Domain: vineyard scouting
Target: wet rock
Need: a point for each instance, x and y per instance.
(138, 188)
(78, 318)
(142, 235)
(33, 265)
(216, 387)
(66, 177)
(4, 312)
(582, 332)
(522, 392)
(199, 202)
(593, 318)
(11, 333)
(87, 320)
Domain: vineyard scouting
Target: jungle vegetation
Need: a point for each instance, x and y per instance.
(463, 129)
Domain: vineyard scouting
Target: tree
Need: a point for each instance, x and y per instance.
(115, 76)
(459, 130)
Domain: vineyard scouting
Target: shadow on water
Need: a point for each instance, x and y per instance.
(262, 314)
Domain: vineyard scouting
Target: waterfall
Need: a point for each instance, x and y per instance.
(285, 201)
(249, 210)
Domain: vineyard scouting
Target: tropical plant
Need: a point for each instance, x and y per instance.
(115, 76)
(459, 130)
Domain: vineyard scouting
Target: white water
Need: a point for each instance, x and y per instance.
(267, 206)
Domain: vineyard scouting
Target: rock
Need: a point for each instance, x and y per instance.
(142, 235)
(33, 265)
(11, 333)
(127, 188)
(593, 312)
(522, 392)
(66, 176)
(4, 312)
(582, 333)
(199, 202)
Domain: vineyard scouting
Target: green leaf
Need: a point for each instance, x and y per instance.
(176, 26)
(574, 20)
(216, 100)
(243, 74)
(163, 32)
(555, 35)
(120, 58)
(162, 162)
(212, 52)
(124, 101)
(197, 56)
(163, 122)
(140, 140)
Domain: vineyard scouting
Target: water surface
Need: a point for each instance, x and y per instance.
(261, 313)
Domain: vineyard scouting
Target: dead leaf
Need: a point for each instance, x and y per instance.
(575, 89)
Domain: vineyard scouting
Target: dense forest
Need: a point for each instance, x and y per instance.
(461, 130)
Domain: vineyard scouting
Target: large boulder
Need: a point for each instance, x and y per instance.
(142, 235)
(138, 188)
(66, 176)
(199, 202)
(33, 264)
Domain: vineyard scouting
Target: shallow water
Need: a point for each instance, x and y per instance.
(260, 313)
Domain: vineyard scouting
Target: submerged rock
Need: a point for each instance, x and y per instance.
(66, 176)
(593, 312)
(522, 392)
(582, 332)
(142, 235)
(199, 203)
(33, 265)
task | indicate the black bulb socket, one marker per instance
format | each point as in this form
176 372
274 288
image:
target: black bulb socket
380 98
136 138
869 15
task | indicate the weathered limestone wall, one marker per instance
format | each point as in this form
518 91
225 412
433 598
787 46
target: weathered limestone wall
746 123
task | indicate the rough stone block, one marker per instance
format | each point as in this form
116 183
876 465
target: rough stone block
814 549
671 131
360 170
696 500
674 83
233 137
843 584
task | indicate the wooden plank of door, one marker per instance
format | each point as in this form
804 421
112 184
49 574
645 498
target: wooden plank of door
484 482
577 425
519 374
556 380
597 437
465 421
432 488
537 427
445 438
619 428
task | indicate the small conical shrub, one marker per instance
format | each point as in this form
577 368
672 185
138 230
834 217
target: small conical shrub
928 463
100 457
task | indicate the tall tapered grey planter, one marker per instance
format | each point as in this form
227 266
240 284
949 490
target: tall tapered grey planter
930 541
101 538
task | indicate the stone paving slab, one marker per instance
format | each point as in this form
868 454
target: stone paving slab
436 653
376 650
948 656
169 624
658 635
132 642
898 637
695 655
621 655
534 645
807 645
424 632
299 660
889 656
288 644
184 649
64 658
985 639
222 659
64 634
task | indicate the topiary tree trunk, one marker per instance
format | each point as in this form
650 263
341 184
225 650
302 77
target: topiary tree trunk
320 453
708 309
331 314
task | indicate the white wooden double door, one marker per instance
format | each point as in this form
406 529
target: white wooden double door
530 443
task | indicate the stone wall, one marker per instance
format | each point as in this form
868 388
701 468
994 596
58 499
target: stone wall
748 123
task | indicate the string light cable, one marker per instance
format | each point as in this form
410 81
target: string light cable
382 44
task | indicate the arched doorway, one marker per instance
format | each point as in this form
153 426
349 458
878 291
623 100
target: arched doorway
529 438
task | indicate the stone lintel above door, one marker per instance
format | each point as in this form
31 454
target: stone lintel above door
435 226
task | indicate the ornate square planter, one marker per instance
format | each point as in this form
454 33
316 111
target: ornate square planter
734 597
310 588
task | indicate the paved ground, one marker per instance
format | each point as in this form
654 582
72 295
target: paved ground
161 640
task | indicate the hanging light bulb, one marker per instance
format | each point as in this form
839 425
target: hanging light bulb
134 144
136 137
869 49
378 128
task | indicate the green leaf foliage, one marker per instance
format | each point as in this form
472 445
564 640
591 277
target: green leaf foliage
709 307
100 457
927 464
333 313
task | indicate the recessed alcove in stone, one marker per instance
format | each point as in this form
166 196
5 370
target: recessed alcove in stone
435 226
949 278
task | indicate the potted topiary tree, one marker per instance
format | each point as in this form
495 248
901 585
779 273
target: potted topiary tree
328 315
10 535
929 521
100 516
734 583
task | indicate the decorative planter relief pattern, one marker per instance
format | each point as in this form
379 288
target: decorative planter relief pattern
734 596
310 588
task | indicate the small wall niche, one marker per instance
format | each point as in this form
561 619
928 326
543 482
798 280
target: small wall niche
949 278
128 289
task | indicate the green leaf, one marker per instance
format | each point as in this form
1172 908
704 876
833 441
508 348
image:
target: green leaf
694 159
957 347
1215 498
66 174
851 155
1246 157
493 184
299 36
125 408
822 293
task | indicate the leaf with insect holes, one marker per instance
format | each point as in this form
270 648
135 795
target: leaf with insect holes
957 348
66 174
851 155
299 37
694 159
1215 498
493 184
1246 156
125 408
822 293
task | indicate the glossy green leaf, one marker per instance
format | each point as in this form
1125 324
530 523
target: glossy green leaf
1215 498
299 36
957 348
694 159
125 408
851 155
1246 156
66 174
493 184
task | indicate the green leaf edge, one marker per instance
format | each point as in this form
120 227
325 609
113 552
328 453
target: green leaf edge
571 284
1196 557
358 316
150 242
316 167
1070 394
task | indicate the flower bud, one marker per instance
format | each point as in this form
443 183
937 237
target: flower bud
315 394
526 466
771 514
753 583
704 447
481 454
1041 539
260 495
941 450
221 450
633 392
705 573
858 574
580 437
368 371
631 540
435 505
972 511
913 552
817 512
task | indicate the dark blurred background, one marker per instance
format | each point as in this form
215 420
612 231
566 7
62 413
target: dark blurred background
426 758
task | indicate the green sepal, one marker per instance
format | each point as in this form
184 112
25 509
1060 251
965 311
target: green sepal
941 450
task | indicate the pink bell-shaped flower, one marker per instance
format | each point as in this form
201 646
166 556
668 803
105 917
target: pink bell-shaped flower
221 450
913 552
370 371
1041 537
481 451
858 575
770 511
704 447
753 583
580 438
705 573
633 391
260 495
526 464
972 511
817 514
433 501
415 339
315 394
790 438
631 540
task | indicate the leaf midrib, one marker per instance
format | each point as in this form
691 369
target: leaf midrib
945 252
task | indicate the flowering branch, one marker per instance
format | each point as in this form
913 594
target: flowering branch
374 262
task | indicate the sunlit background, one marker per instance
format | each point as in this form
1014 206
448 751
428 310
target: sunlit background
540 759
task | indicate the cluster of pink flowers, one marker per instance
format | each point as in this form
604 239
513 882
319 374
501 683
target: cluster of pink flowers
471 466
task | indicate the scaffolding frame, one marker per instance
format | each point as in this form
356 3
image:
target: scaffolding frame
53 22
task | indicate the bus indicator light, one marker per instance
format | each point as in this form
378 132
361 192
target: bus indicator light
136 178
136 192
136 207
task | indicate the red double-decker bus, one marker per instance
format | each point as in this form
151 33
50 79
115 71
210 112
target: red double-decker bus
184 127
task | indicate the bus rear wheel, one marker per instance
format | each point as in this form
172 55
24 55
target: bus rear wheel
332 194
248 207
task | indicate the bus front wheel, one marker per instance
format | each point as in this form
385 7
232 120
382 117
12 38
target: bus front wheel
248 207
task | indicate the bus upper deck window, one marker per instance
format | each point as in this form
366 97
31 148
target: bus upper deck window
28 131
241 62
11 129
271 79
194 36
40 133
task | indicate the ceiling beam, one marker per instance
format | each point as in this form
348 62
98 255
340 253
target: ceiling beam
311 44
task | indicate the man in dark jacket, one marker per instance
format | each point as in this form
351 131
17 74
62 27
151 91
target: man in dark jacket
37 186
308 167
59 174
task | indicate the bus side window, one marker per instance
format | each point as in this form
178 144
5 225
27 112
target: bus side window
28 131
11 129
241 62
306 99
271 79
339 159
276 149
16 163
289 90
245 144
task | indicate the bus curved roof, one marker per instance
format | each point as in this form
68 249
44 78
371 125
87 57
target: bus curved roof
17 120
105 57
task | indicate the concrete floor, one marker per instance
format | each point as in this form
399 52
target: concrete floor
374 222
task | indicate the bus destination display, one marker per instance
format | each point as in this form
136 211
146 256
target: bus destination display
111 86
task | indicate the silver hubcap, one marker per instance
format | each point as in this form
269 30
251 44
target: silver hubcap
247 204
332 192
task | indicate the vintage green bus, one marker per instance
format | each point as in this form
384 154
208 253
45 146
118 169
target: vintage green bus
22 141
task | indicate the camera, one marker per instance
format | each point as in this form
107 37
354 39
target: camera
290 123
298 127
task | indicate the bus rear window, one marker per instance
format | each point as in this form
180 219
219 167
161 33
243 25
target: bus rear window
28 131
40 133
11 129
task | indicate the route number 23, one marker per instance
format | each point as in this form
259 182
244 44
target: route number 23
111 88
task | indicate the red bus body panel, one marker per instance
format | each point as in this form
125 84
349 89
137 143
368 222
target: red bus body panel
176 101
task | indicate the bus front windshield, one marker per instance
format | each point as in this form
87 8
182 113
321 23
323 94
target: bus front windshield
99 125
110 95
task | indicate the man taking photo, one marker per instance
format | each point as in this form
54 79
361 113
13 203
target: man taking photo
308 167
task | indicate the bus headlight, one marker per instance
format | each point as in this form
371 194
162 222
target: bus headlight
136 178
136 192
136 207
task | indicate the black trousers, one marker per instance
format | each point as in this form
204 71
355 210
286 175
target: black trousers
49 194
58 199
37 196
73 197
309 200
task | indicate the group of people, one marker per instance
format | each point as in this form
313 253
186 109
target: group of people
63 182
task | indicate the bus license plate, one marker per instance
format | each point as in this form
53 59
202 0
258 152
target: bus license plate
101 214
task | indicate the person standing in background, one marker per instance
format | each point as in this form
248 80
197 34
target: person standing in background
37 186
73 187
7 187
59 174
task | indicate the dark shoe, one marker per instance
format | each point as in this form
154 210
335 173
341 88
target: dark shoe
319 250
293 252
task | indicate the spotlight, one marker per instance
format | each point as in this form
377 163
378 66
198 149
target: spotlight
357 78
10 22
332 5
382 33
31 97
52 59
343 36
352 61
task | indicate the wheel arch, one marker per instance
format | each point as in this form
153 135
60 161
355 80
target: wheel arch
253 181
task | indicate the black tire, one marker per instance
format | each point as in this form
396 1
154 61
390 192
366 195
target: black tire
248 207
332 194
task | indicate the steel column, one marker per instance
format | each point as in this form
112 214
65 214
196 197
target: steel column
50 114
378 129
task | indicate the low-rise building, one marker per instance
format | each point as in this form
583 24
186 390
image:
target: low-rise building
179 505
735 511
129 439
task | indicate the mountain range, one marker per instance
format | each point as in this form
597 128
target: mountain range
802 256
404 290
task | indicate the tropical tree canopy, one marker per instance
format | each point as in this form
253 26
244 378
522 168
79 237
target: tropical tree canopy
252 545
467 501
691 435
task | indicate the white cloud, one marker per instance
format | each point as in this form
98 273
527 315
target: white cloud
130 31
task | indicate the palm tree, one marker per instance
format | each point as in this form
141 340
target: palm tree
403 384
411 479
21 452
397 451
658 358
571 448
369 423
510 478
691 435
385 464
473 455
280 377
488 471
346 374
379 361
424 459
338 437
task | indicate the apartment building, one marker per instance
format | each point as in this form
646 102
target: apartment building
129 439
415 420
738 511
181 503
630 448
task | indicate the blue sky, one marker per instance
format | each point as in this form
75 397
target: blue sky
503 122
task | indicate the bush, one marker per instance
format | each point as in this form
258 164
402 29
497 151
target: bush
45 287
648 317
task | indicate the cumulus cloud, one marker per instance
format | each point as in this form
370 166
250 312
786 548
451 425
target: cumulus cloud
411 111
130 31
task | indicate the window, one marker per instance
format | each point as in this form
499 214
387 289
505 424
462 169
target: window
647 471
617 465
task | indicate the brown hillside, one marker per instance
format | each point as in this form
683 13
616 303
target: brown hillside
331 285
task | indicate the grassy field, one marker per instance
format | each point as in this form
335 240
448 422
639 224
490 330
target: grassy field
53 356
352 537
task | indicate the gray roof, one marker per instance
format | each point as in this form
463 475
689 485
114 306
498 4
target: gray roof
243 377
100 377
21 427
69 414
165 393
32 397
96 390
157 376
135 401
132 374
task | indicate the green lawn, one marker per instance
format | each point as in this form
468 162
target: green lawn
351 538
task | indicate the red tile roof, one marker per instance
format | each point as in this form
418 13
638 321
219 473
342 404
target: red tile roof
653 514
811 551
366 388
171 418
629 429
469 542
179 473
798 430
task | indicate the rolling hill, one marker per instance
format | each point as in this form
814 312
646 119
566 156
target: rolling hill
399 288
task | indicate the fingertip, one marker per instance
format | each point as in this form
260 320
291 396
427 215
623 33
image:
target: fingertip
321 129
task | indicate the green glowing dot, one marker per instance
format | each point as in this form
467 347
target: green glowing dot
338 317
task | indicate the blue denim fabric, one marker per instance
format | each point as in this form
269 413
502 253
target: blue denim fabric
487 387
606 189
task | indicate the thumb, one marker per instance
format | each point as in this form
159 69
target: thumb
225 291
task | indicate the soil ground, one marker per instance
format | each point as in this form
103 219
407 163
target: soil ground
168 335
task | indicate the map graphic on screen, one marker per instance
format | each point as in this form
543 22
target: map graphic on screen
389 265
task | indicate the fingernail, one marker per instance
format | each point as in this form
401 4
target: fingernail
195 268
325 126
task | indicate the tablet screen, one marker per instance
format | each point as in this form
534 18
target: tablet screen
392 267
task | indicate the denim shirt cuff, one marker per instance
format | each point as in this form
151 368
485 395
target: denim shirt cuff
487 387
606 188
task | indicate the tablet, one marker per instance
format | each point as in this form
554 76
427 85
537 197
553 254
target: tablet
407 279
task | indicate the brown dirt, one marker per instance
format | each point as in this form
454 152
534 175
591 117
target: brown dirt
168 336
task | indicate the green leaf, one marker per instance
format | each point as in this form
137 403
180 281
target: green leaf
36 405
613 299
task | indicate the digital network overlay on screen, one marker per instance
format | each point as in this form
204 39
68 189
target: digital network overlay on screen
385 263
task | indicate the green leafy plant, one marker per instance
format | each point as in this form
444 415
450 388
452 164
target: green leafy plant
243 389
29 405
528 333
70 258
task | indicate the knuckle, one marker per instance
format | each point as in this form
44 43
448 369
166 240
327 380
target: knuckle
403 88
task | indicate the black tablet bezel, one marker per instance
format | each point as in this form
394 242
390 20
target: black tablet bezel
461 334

▬▬▬▬▬▬▬▬▬▬

▸ WHAT THIS TASK INVOLVES
Could you repeat exactly the lines above from the line with "target: small conical shrub" up to and including the line with "task | indicate the hanging", and only those?

▸ TASK RESULT
target: small conical shrub
928 463
100 457
task | indicate the tall tapered grey planter, one marker per instance
format | each point as in this form
227 266
240 284
949 490
target: tall tapered grey planter
930 541
101 538
task | indicate the stone paving slab, one marker per instance
format | each point as in this form
868 454
target: stone paving slab
436 653
376 650
948 656
169 624
658 635
132 642
898 637
695 655
621 655
534 645
807 645
424 632
299 660
889 656
288 644
184 649
64 658
985 639
222 659
64 634
task | indicate the topiary tree trunk, one marker per instance
format | each point as in this form
650 263
341 184
225 650
302 77
target: topiary tree trunk
320 453
708 309
331 314
task | indicate the white wooden double door, one marker per instance
format | each point as in this form
406 529
target: white wooden double door
530 443
task | indicate the stone wall, one marker per instance
format | each point as in this form
868 388
701 468
994 596
58 499
target: stone wall
748 123
task | indicate the string light cable, one marker per instance
format | each point as in this form
410 81
target: string light cable
382 44
task | indicate the arched doorway, one marker per instance
format | each point as in this form
153 426
349 458
878 291
623 100
target: arched doorway
529 438
task | indicate the stone lintel above door, one marker per instance
format | each point as in this form
31 454
target: stone lintel above door
435 226
task | indicate the ornate square planter, one marker per instance
format | each point as in this form
454 33
316 111
target: ornate square planter
734 597
310 588
task | indicate the paved ground, one marker per instance
format | each point as in this form
654 582
72 295
target: paved ground
161 640
task | indicate the hanging light bulb, one marker per instance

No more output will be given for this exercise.